Data entries
>> Start
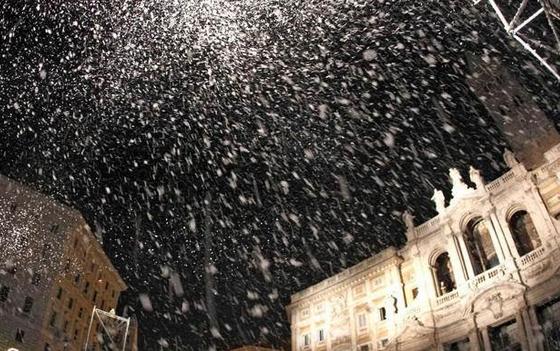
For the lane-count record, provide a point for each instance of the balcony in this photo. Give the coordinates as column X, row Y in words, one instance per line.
column 531, row 257
column 447, row 298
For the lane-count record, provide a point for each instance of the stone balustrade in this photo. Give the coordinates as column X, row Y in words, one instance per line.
column 532, row 256
column 501, row 183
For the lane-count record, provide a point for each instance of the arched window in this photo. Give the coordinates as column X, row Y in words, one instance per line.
column 445, row 278
column 480, row 247
column 524, row 233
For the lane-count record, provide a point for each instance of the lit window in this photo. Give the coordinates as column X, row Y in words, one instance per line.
column 27, row 304
column 20, row 333
column 382, row 343
column 321, row 335
column 362, row 321
column 36, row 279
column 382, row 314
column 306, row 340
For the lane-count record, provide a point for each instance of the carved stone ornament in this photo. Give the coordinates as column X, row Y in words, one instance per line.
column 439, row 200
column 495, row 303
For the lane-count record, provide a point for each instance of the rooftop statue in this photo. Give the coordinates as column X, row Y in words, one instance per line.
column 459, row 188
column 408, row 220
column 439, row 200
column 476, row 178
column 509, row 159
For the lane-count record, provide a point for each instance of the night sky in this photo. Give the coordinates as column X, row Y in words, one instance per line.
column 277, row 141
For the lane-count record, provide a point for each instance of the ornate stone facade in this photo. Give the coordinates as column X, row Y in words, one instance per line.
column 484, row 274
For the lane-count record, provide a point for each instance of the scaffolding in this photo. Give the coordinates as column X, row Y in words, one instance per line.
column 535, row 24
column 113, row 333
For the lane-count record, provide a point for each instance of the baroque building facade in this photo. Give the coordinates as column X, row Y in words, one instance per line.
column 484, row 274
column 53, row 271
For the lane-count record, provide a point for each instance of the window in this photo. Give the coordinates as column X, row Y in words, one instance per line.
column 362, row 321
column 20, row 333
column 321, row 335
column 479, row 246
column 36, row 279
column 504, row 337
column 52, row 320
column 382, row 314
column 381, row 344
column 27, row 304
column 524, row 233
column 445, row 280
column 4, row 293
column 306, row 340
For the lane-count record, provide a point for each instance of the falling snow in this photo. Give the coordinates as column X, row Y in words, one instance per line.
column 231, row 153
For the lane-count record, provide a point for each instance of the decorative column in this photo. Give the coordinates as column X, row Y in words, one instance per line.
column 521, row 331
column 496, row 241
column 397, row 284
column 505, row 236
column 486, row 339
column 456, row 262
column 353, row 328
column 536, row 329
column 294, row 334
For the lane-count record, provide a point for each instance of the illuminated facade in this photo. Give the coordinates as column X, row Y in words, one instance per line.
column 484, row 274
column 52, row 272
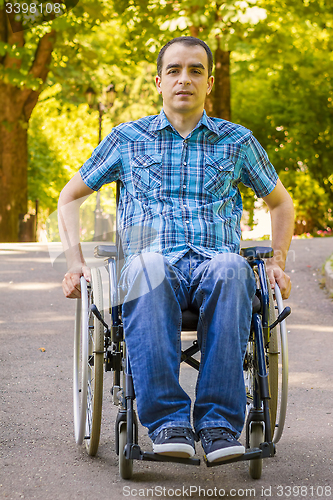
>> End
== YOUR TASK ==
Recast every line of the records above as a numbered list, skipping blank lines and omitting the pictures.

== CORRECT RESULT ==
1. For the lane-count record, provide a point for each instance of the balcony in this photo. Give the coordinates as column X, row Y in words, one instance per line.
2. column 531, row 257
3. column 447, row 298
4. For the lane-count record, provide a point for each instance of the stone balustrade in this photo. Give the coordinates as column X, row Y in words, one instance per line.
5. column 532, row 256
6. column 501, row 183
7. For the lane-count record, provide a point for each instance of the arched window in this photo. Give the coordinates as column X, row Y in words, one instance per line.
8. column 445, row 278
9. column 480, row 247
10. column 524, row 233
11. For the lane-count record, provide a point for each instance of the lit window in this photo. Give the coordinates as column X, row Y in words, one instance per line.
12. column 27, row 304
13. column 20, row 333
14. column 382, row 343
15. column 321, row 335
16. column 362, row 321
17. column 36, row 279
18. column 382, row 314
19. column 306, row 340
20. For the lane-count record, provide a point for each instance of the carved stone ornament in this photo. Give the coordinates as column X, row Y in words, one instance per line.
21. column 439, row 200
22. column 495, row 303
23. For the lane-count record, provide a point for each instance of the rooftop statue in this photo. Give the coordinates as column X, row Y in words, one instance per line.
24. column 459, row 188
25. column 408, row 220
26. column 439, row 200
27. column 476, row 178
28. column 509, row 159
29. For the lane-count record, provide a point for each instance of the night sky in this photo. Give the coordinates as column X, row Y in words, one instance per line.
30. column 277, row 141
31. For the lane-count record, provide a point for each instance of the ornate stone facade in this photo. Give the coordinates as column X, row Y in words, one instance per line.
32. column 484, row 274
33. For the lane-count record, provide a point for each instance of the scaffolding in this photo. Give the coordinates as column X, row Y in words, one instance per line.
34. column 535, row 24
35. column 113, row 333
36. For the lane-count record, provide a point for each instance of the baroque building facade in this photo. Give the coordinates as column X, row Y in words, one instance per line.
37. column 484, row 274
38. column 53, row 271
39. For the lane-count record, provide a point for each instance of the window in this photo. Give the coordinates as column X, row Y in words, one instance per line.
40. column 362, row 321
41. column 20, row 333
42. column 321, row 335
43. column 479, row 246
44. column 36, row 279
45. column 504, row 337
46. column 52, row 320
47. column 382, row 314
48. column 381, row 344
49. column 27, row 304
50. column 524, row 233
51. column 445, row 280
52. column 4, row 293
53. column 306, row 340
54. For the lane-count record, provide a point for each instance of the falling snow in this photo. Give the coordinates as column X, row Y in words, one instance per line.
55. column 231, row 153
56. For the lane-count record, provide a point for each instance of the decorative column in this photo. Give the coordinates as column X, row Y in words, one instance per line.
57. column 521, row 331
58. column 496, row 241
59. column 397, row 284
60. column 505, row 236
61. column 486, row 339
62. column 456, row 262
63. column 353, row 328
64. column 536, row 329
65. column 294, row 334
66. For the lane-count record, provide a point for each instance of the illuminated facade in this photo. Give the coordinates as column X, row Y in words, one instance per line.
67. column 484, row 274
68. column 52, row 272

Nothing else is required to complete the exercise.